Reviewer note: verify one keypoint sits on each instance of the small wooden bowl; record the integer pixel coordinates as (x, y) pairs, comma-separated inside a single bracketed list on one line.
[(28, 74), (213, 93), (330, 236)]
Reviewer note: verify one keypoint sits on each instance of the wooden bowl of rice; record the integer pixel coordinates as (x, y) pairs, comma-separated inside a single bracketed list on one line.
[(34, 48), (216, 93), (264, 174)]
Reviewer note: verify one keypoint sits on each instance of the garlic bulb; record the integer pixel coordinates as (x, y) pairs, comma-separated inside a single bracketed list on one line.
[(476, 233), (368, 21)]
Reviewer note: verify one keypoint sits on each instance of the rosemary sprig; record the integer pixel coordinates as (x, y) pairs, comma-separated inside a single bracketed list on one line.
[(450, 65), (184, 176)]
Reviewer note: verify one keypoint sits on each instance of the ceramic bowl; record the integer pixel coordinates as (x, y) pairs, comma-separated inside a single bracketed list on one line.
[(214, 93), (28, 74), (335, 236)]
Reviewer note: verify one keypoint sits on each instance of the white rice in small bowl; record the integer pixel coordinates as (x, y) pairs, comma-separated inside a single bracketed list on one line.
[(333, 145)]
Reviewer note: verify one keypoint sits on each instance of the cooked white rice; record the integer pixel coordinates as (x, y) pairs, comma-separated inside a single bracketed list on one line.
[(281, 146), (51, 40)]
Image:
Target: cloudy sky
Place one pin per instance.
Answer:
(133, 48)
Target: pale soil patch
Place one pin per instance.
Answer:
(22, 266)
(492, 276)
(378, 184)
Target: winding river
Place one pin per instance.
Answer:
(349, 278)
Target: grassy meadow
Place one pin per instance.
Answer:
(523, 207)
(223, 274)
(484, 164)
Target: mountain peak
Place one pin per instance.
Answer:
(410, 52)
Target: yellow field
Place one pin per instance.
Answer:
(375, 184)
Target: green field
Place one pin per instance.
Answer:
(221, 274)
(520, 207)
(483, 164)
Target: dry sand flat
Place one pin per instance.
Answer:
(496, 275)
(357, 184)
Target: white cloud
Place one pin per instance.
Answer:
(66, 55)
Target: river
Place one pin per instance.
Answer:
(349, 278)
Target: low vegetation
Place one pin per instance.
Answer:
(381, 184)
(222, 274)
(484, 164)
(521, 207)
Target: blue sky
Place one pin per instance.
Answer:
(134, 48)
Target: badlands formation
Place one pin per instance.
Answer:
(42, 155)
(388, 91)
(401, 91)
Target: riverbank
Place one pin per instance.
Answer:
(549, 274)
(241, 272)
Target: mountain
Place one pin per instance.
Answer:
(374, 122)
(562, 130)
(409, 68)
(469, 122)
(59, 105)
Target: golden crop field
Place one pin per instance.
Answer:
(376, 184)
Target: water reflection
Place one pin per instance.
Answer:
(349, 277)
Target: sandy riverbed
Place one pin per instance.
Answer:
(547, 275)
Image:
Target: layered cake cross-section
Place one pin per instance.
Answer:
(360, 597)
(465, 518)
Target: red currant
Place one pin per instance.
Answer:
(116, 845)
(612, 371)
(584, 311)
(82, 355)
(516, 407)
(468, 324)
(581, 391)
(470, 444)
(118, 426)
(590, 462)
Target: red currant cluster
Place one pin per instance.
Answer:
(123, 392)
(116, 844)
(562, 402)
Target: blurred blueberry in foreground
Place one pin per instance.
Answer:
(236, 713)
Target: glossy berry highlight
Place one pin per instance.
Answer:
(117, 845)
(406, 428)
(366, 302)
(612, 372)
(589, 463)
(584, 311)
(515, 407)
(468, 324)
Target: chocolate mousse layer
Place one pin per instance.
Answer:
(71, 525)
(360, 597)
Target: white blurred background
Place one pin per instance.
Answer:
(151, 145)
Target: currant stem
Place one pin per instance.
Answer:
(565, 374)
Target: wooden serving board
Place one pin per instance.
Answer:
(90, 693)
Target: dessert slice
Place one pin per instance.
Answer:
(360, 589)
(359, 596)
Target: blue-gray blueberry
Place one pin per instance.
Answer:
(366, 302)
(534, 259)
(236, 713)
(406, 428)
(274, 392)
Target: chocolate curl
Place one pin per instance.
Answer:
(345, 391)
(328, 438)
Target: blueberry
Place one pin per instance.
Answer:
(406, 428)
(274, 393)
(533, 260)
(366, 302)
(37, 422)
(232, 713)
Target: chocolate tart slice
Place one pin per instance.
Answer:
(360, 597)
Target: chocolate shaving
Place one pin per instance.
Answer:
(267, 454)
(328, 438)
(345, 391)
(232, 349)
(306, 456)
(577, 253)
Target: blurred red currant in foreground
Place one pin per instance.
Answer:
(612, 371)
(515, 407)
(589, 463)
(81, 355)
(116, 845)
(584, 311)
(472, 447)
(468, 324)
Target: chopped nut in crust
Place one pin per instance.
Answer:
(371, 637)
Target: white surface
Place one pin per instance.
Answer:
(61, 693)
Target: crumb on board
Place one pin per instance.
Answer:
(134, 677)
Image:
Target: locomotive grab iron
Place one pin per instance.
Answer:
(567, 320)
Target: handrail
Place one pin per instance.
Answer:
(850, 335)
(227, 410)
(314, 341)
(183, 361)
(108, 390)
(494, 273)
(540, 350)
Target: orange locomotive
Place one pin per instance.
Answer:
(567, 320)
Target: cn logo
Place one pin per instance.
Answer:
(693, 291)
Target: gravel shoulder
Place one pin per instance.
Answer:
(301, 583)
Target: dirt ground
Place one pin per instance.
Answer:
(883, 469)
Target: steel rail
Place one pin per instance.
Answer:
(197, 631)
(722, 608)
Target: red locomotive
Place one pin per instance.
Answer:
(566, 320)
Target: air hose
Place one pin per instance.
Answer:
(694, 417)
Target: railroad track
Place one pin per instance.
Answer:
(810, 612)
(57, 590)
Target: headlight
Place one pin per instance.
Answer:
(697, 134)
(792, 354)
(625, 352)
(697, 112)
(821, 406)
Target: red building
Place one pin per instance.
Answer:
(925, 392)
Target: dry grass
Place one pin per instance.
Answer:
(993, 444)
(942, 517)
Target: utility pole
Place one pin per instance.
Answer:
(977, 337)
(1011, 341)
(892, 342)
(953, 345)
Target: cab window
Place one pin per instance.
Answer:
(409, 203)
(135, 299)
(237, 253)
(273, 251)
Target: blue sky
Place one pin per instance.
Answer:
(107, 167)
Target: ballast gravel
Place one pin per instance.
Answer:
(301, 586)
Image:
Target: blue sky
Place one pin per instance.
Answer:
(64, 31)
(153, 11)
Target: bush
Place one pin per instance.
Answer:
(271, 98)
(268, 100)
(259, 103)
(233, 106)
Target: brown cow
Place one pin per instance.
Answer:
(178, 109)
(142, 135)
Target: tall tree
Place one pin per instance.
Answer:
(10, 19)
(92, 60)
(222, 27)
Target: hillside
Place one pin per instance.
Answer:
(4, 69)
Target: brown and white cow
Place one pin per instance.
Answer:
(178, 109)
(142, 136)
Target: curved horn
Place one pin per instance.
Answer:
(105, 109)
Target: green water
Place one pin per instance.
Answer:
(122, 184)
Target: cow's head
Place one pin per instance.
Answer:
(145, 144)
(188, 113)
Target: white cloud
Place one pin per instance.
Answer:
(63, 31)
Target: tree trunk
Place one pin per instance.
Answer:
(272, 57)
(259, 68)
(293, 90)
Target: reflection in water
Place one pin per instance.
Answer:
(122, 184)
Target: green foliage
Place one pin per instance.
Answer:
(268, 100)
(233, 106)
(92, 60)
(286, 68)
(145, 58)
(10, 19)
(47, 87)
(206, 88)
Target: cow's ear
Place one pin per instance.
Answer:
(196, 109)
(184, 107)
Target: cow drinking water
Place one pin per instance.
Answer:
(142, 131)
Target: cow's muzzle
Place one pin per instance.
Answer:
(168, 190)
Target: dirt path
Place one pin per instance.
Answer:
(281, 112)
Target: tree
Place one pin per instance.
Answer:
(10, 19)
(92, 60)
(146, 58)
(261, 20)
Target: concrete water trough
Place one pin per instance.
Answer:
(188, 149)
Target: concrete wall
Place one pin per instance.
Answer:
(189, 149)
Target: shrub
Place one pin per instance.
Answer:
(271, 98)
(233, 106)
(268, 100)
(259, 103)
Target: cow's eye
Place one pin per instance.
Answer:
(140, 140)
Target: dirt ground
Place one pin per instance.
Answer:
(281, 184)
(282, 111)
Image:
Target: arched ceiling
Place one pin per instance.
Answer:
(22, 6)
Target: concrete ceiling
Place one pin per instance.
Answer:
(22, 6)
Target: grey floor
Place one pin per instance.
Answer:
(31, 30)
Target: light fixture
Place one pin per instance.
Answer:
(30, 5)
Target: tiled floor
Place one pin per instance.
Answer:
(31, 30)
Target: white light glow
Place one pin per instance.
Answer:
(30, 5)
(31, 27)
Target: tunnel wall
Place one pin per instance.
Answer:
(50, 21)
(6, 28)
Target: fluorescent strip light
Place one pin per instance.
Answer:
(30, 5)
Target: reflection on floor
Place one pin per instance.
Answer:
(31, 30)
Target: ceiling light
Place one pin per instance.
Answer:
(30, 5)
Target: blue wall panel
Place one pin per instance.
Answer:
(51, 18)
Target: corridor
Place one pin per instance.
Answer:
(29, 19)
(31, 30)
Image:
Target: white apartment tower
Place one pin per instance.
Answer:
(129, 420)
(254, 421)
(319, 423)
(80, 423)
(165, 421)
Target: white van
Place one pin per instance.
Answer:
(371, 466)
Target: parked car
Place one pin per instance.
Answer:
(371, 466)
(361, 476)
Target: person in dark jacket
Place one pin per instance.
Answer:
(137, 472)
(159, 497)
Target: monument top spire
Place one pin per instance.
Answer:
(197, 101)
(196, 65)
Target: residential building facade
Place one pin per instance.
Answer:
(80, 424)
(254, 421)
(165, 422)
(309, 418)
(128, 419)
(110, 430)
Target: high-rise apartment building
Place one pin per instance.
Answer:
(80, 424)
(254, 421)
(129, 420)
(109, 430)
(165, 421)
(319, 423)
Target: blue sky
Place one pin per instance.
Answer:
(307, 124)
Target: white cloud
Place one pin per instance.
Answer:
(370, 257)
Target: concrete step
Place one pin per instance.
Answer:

----

> [What the task asks] Looking at the entries above, count the lines that hold the string "field" and reply with the count alone.

> [Task answer] 3